Your goal:
Put every line of the entries below into a numbered list, skipping blank lines and leaving out the pictures.

[A block of data]

________________

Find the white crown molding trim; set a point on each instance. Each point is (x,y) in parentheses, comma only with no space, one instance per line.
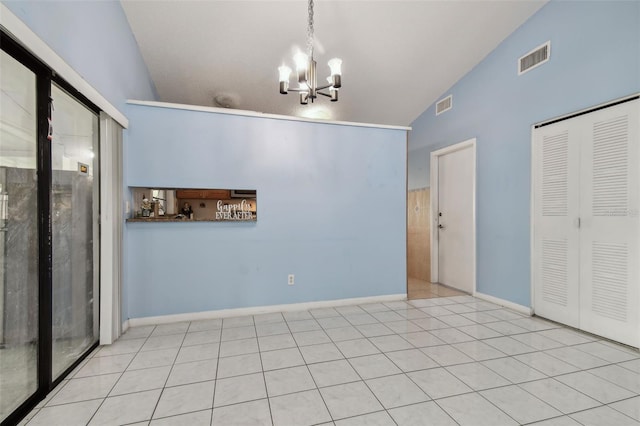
(22,34)
(246,113)
(226,313)
(507,304)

________________

Output below:
1. Find the white crown molding trim; set a point on each instance. Each point is (x,y) in parentheses, comma only with no space, one instance per line.
2. (22,34)
3. (246,113)
4. (226,313)
5. (507,304)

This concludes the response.